-- REQUIRED WORK --
Each record must appear in your answer exactly as it does below.

---------- RAW DATA

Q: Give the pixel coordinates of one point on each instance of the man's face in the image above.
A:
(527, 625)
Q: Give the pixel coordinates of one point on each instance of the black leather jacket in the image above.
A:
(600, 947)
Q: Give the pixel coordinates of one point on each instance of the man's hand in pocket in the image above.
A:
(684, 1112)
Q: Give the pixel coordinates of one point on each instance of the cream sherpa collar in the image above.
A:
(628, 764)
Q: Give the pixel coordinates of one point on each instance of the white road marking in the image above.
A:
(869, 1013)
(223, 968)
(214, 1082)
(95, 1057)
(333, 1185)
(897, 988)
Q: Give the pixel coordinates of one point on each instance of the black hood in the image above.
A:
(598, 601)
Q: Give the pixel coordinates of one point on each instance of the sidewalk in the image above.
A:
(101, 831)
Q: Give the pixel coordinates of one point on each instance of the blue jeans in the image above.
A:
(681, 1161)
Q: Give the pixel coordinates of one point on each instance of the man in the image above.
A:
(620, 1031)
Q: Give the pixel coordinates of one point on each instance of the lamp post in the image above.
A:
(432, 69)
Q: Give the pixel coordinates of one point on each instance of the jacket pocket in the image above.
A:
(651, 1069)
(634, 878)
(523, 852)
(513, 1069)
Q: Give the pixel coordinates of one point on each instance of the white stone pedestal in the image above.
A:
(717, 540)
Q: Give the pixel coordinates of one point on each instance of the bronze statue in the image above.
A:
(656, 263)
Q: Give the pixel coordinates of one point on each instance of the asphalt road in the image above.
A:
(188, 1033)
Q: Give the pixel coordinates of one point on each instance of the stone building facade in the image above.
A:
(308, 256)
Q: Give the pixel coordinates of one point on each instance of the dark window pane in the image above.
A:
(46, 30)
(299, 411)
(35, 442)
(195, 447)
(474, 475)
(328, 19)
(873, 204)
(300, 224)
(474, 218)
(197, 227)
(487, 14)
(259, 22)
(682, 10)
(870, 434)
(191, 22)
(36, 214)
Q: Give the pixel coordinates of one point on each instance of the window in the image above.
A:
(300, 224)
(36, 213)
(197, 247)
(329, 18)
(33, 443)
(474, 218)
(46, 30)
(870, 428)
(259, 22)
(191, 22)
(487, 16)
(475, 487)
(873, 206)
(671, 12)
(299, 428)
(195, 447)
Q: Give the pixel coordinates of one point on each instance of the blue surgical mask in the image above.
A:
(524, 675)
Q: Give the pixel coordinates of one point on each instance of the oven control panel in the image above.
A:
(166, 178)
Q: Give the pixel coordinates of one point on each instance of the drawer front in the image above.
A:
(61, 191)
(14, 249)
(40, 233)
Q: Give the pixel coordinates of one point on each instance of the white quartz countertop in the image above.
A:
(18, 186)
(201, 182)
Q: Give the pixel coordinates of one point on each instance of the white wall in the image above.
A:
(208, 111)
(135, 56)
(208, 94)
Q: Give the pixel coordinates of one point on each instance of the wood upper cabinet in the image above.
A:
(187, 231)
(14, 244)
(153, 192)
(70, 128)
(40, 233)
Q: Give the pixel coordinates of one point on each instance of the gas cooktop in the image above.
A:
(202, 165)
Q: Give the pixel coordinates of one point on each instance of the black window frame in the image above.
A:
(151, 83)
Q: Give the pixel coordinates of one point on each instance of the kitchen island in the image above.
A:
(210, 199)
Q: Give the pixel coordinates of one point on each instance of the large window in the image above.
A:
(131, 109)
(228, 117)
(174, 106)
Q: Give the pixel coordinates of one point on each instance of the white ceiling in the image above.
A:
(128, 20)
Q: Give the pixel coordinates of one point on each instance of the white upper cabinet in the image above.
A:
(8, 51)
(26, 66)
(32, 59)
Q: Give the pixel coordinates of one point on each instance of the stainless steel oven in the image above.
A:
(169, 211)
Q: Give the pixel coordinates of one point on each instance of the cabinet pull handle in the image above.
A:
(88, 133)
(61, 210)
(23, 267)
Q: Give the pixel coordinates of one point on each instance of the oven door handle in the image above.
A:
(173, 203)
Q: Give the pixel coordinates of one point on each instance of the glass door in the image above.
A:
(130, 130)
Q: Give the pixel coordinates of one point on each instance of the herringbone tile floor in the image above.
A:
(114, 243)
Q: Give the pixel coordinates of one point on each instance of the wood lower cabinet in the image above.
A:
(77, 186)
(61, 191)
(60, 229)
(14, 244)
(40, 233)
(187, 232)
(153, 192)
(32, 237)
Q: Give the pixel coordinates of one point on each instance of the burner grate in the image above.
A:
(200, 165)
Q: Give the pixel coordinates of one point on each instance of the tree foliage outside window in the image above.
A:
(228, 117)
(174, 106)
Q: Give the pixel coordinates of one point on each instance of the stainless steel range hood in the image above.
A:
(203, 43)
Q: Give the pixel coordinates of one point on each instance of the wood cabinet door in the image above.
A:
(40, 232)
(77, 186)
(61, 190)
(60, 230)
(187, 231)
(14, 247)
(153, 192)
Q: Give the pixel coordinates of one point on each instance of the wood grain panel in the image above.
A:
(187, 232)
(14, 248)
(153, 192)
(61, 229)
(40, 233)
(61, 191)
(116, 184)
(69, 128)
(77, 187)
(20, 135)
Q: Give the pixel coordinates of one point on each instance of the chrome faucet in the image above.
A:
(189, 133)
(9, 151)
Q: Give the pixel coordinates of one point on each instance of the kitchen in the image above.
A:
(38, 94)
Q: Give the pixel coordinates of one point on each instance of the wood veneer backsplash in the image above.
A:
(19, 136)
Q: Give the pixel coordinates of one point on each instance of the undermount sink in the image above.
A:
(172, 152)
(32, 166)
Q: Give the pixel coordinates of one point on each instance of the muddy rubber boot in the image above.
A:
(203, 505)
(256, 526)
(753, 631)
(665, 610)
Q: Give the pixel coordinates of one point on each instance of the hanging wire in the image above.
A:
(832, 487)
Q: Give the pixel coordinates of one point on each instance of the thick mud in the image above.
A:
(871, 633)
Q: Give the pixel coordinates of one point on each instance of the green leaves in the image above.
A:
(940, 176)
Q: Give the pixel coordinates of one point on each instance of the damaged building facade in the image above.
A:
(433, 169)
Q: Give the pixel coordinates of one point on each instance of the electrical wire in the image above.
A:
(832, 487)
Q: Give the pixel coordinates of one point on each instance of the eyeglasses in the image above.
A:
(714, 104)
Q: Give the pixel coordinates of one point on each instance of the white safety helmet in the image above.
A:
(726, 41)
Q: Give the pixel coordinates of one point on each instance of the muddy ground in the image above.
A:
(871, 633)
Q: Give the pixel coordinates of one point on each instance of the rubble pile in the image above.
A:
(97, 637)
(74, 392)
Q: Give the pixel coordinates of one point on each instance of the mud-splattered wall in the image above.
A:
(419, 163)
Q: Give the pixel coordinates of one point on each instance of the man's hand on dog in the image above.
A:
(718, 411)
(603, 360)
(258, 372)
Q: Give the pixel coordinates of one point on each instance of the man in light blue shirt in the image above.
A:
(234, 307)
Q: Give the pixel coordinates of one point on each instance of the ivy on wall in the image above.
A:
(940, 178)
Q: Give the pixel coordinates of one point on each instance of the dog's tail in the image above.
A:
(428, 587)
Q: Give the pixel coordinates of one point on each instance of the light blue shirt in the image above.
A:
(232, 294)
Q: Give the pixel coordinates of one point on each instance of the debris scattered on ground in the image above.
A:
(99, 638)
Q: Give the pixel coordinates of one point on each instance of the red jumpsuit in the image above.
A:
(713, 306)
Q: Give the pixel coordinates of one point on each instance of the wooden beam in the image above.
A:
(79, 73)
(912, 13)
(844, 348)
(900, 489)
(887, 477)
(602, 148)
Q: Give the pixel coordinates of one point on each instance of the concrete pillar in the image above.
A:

--------------------

-- REPLY TO THE TASK --
Q: Give the pixel coordinates of one point on each instance of the man's face in the image above.
A:
(527, 625)
Q: Give the pixel coordinates of one point on each instance of the black leather jacket in the image above.
A:
(600, 947)
Q: Give the pixel coordinates of one point on each instance of the man's hand in pocket in the image above.
A:
(684, 1112)
Q: Give the pixel coordinates of one point on each instance of the cream sherpa collar in the image above.
A:
(628, 764)
Q: Give the pixel coordinates of one point on each instance of the white road marking in the image above.
A:
(869, 1013)
(223, 968)
(214, 1082)
(95, 1057)
(333, 1185)
(897, 988)
Q: Give the pixel coordinates of one point on each instance of the black hood in the image above.
A:
(598, 601)
Q: Give the pixel coordinates of one point on each instance of the sidewalk in the image above.
A:
(101, 831)
Q: Give the pixel coordinates of one point on each instance of the blue jeans in the image above.
A:
(681, 1161)
Q: Give the pixel coordinates of one point on each instance of the man in the image above.
A:
(620, 1031)
Q: Give the pixel coordinates of one point on each instance of the lamp post in the image above.
A:
(432, 69)
Q: Give the pixel coordinates of one point on each instance of the jacket pocket in the image above.
A:
(651, 1069)
(634, 878)
(523, 852)
(513, 1069)
Q: Give the pixel coordinates of one point on each instance of the white stone pedestal in the image above.
A:
(717, 540)
Q: Give the pixel coordinates of one point on each instance of the bronze statue in the image above.
A:
(656, 263)
Q: Give the pixel coordinates of one point on each instance of the asphalt road in the image above.
A:
(188, 1033)
Q: Give the pixel coordinates of one point on each instance of the stone building facade in the image above.
A:
(308, 256)
Q: Give the pixel coordinates of one point on each instance of the dark window pane in the image above.
A:
(46, 30)
(299, 411)
(35, 442)
(195, 447)
(474, 475)
(328, 19)
(873, 204)
(300, 224)
(474, 218)
(197, 227)
(487, 14)
(259, 22)
(682, 10)
(870, 434)
(191, 22)
(36, 214)
Q: Give the pixel coordinates of one point on each instance of the window in the image above.
A:
(300, 224)
(36, 213)
(197, 247)
(329, 18)
(33, 443)
(474, 218)
(46, 30)
(870, 428)
(259, 22)
(191, 22)
(487, 16)
(475, 487)
(873, 206)
(671, 12)
(299, 428)
(195, 447)
Q: Give the pixel coordinates of one point on each instance of the blue surgical mask in the image above.
A:
(524, 675)
Q: Give the pixel coordinates of one point on each instance of the oven control panel in the image above.
A:
(166, 178)
Q: Give the pixel coordinates of one point on each instance of the drawer front in the image above.
A:
(61, 191)
(14, 249)
(40, 233)
Q: Give the pixel coordinates of one point on each instance of the white quartz countertop in the image above.
A:
(18, 186)
(201, 182)
Q: Give the pixel coordinates of one point on each instance of the white wall in the image above.
A:
(208, 111)
(135, 56)
(208, 94)
Q: Give the pixel coordinates of one point on each instance of the wood upper cabinet in the image above.
A:
(187, 231)
(14, 244)
(153, 192)
(70, 128)
(40, 233)
Q: Give the pixel coordinates of one point on each instance of the gas cooktop in the image above.
A:
(202, 165)
Q: Give the pixel coordinates of one point on each instance of the black window frame in the image above.
A:
(151, 83)
Q: Give the pixel coordinates of one point on each instance of the kitchen island in the image above.
A:
(210, 199)
Q: Give the pixel coordinates of one point on each instance of the large window in the image above.
A:
(131, 109)
(228, 117)
(174, 106)
Q: Give the pixel coordinates of one point on each instance of the white ceiling in the image above.
A:
(128, 20)
Q: Give the pixel coordinates of one point on each instance of the white upper cabinet in the image above.
A:
(8, 51)
(26, 66)
(32, 59)
Q: Give the pixel coordinates of one point on each instance of the stainless steel oven in the image above.
A:
(169, 211)
Q: Give the pixel coordinates of one point on each instance of the cabinet pull handle in the image above.
A:
(88, 133)
(61, 210)
(23, 267)
Q: Give the pixel coordinates of one point on each instance of the oven door handle in the image above.
A:
(173, 203)
Q: Give the pixel coordinates of one point on each instance of the glass door in the image above.
A:
(130, 130)
Q: Give the pixel coordinates of one point on each instance of the herringbone tile floor in the image above.
A:
(114, 243)
Q: Give the pixel coordinates of one point on each instance of the wood lower cabinet in the image above.
A:
(77, 186)
(61, 191)
(60, 229)
(14, 244)
(40, 233)
(187, 232)
(153, 192)
(32, 237)
Q: Give the pixel coordinates of one point on each instance of the burner grate in the image above.
A:
(200, 165)
Q: Give the pixel coordinates of one point on each instance of the tree foliage outside window in the image above.
A:
(228, 117)
(174, 106)
Q: Give the pixel coordinates of one point on each instance of the stainless steel range hood in the image above.
A:
(203, 43)
Q: Give the pixel coordinates of one point on each instance of the wood cabinet door in the image above.
A:
(40, 232)
(77, 186)
(61, 190)
(60, 230)
(187, 231)
(14, 247)
(153, 192)
Q: Give the pixel coordinates of one point on each instance of the wood grain panel in the image above.
A:
(187, 232)
(14, 248)
(153, 192)
(61, 229)
(40, 233)
(61, 191)
(116, 184)
(69, 128)
(77, 187)
(20, 135)
Q: Give the pixel coordinates of one point on each instance of the chrome faucet in the image above.
A:
(189, 133)
(9, 151)
Q: Give the pixel coordinates of one point on each instance of the kitchen in the image above.
A:
(38, 94)
Q: Give the pixel coordinates of one point on each instance of the wood veneer backsplash in the image above.
A:
(19, 136)
Q: Give the pixel coordinates of one point on each instance of the undermount sink in the image above.
A:
(172, 152)
(32, 166)
Q: Give the pixel coordinates of one point on each instance of the muddy rubber boot in the image above.
A:
(203, 505)
(256, 526)
(753, 631)
(665, 610)
Q: Give the pixel coordinates of one point on each instance of the hanging wire in the image above.
A:
(832, 487)
Q: Give the pixel coordinates of one point on each instance of the thick mud in the image above.
A:
(871, 633)
Q: Give the pixel coordinates of one point on each instance of the green leaves in the image above.
A:
(940, 176)
Q: Give the pixel coordinates of one point on each instance of the damaged building facade in the image above.
A:
(433, 169)
Q: Give the pixel coordinates of one point on each instance of the electrical wire in the image above.
A:
(832, 487)
Q: Give the pixel coordinates of one point on each instance of the eyeglasses in the image above.
A:
(714, 104)
Q: Give the pixel coordinates of one point on each instance of the white safety helmet in the image above.
A:
(726, 41)
Q: Give the pixel coordinates of one point on each instance of the muddy ground in the image above.
A:
(871, 633)
Q: Give the pixel coordinates of one point on each instance of the rubble pile in the image above.
A:
(97, 637)
(74, 392)
Q: Give the pixel coordinates of one point on each instance of the mud-splattered wall in the image above.
A:
(419, 163)
Q: Give the pixel coordinates of one point on each instance of the man's hand on dog in the image above.
A:
(718, 411)
(603, 360)
(258, 372)
Q: Give the pixel coordinates of one point on each instance of the man in light blue shirt in the image above.
A:
(234, 307)
Q: Give the pixel coordinates of one point on each instance of the ivy on wall in the image above.
A:
(940, 178)
Q: Give the pixel coordinates of one point on each instance of the dog's tail in the image above.
A:
(428, 587)
Q: Give the pixel coordinates of one point on each instance of the light blue shirt in the image above.
A:
(232, 294)
Q: Give the pixel coordinates of one point on each instance of the debris scattered on ground in the image above.
A:
(99, 638)
Q: Give the pixel coordinates of one point on each instance of the red jumpsuit in the image above.
A:
(713, 306)
Q: Give the pixel coordinates of one point on each instance of the wooden beam in the image above.
A:
(79, 73)
(912, 13)
(844, 348)
(900, 489)
(887, 477)
(602, 148)
Q: Give the pixel coordinates of one point on each instance of the concrete pillar in the image above.
A:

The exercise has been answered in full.